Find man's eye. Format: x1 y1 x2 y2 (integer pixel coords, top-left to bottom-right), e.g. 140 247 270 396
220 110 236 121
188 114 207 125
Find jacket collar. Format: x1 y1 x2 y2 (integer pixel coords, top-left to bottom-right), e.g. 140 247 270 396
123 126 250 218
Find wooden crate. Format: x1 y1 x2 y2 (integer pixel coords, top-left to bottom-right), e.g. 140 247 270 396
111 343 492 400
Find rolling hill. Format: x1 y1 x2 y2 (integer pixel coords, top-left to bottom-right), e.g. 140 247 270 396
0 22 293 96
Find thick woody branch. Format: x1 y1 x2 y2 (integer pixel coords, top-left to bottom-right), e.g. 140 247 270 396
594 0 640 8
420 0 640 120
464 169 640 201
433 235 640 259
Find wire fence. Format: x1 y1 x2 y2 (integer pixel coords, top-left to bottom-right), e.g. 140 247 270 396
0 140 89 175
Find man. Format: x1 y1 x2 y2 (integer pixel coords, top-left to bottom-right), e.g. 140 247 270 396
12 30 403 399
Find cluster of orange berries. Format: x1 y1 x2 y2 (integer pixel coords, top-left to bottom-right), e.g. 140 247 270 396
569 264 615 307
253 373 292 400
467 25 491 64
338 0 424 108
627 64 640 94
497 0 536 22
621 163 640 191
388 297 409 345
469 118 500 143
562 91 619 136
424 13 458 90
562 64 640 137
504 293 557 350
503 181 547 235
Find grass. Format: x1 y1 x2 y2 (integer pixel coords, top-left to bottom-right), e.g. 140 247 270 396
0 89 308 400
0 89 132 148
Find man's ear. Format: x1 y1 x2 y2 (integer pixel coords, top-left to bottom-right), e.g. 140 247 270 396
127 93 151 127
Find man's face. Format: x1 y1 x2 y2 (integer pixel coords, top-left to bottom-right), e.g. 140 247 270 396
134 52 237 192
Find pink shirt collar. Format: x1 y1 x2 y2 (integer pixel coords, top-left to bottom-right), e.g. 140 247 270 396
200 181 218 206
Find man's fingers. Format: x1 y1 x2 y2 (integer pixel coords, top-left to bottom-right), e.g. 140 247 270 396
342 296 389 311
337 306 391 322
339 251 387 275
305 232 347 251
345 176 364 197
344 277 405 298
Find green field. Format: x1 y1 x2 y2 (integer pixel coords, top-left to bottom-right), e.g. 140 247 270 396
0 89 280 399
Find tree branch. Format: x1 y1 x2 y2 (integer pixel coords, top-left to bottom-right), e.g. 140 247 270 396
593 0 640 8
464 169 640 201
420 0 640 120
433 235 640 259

* **Problem requirements**
Gather every line of the listing above that contains the string "branch", and copy each one in full. The match is case-sensitive.

* **Solution to this task**
Find thick woody branch. Format: x1 y1 x2 y2 (integer pixel coords, top-left to bottom-right), e.g. 140 247 270 396
Find tree branch. Format: x1 y1 x2 y2 (integer pixel coords, top-left to bottom-right), e.g. 140 247 270 396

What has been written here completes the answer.